═══ Extrait du texte
La semaine dernière, la visite de la chancelière Rachel Reeves à Washington, dans le cadre des réunions de printemps du Fonds monétaire international, a attiré une vive attention politique au Royaume-Uni. Mais, en Grande-Bretagne, les regards se tournaient surtout vers la façon dont Reeves allait aborder la question sensible des négociations commerciales avec les États-Unis.
Le président Donald Trump s’est peu à peu imposé comme un facteur majeur de volatilité et d’incertitude sur la scène économique mondiale – et le Royaume-Uni n’échappe pas à cette dynamique. Ce climat d’instabilité, marqué notamment par la récente escalade tarifaire, survient à un moment particulièrement délicat pour Londres. Il pourrait pousser le gouvernement britannique à conclure hâtivement un accord commercial défavorable avec les États-Unis. Un tel accord, au bénéfice économique incertain, risquerait en outre d’entraîner des concessions sur des enjeux sensibles, comme la santé publique ou la cohésion sociale, avec des répercussions potentiellement durables.
══════
Exercice court:
Rédigez la suite du texte sur les négociations commerciales entre le Royaume-Uni et les États-Unis, à partir de sa dernière phrase. Les enregistrements n'ont aucun lien avec le texte.
═══ Liste des enregistrements
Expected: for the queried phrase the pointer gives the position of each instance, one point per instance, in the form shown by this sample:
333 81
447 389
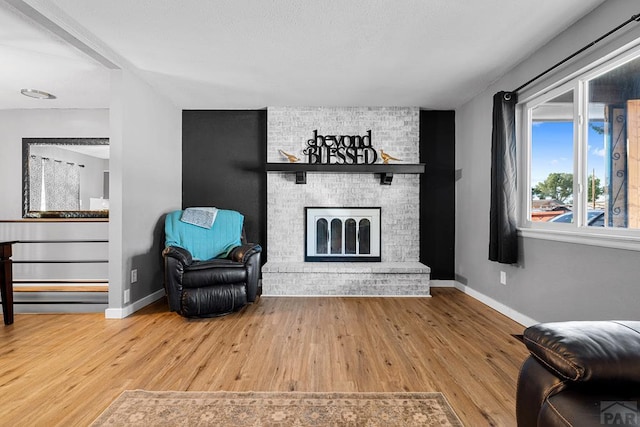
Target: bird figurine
386 157
290 157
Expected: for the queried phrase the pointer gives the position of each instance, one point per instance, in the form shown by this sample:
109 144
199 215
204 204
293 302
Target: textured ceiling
237 54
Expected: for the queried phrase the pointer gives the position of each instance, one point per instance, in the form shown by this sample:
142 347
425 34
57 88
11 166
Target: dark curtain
503 238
══════
Réponse rédigée:
Le gouvernement britannique est confronté à d'énormes dilemmes dans la gestion de l'économie, qui sont autant d'ordre politique et sociétal que d'ordre économique «pur», si tant est qu'une telle chose existe. Lorsque les travaillistes sont arrivés au pouvoir, ils ont dû gérer l'héritage des conservateurs: 14 années épouvantables de faible croissance, d'inégalités croissantes, de faible productivité, d'une dette nationale persistante qui a presque triplé depuis le début du siècle et d'un taux d'inflation qui reste supérieur à l'objectif de la Banque d'Angleterre. En outre, il y a l'impact toujours persistant du Brexit, qui a laissé le Royaume-Uni dans une position d'infériorité dans les négociations commerciales.
Il n’est pas déraisonnable pour un gouvernement élu depuis moins d’un an de demander un peu de patience, alors qu’il tente de remettre sur pied une économie fragilisée par le Brexit, la pandémie et des années de sous-investissement dans les services publics sous les précédents gouvernements conservateurs. Pourtant, dans le paysage politique actuel, la patience est une denrée rare – d’autant plus que les promesses électorales formulées l’an dernier ont nourri de fortes attentes.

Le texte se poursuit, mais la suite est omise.